Exercise instructions: Return the entire excerpt about the hurricane supply trip to Lumberton word for word.
# Start of Quoted text
Donnie started to make phone calls to his clients and, before the couple knew it, they had a van full of water, Gatorade, snacks, blankets, clothes and personal hygiene items.

Mary (left) and Donnie (right) Edwards took a mission trip last week and delivered a van full of supplies from local businesses and fire departments to Hurricane Florence victims in Lumberton. Donations are currently being taken for hurricane victims at Green Creek First Baptist Church, the Ingles in Landrum and Tryon Estates. (Submitted photo)

Local businesses, fire departments and a church quickly chipped in to help with supplies, including donations from Southern Manners restaurant in Columbus, Food Lion in Columbus, Tryon Food and Fuel, the IGA in Tryon, the Texaco V Go Market in Columbus and the Columbus and Tryon fire departments.

Mill Spring First Baptist Church let the two take the church van because there were so many supplies to take.

“When there was no more room, we headed out,” Mary said.

Once the couple hit the flood area, they Googled the nearest fire department and stopped in the town of Pembroke, where Fire Chief Timothy Ryan Locklear greeted them. He told the couple they could take some of the Polk County supplies, but the real need was at Raft Swamp.
# End of Quoted text
# Start of Data extract
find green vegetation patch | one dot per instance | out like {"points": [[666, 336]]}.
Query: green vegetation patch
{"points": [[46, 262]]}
# End of Data extract
Output:
Donnie started to make phone calls to his clients and, before the couple knew it, they had a van full of water, Gatorade, snacks, blankets, clothes and personal hygiene items.

Mary (left) and Donnie (right) Edwards took a mission trip last week and delivered a van full of supplies from local businesses and fire departments to Hurricane Florence victims in Lumberton. Donations are currently being taken for hurricane victims at Green Creek First Baptist Church, the Ingles in Landrum and Tryon Estates. (Submitted photo)

Local businesses, fire departments and a church quickly chipped in to help with supplies, including donations from Southern Manners restaurant in Columbus, Food Lion in Columbus, Tryon Food and Fuel, the IGA in Tryon, the Texaco V Go Market in Columbus and the Columbus and Tryon fire departments.

Mill Spring First Baptist Church let the two take the church van because there were so many supplies to take.

“When there was no more room, we headed out,” Mary said.

Once the couple hit the flood area, they Googled the nearest fire department and stopped in the town of Pembroke, where Fire Chief Timothy Ryan Locklear greeted them. He told the couple they could take some of the Polk County supplies, but the real need was at Raft Swamp.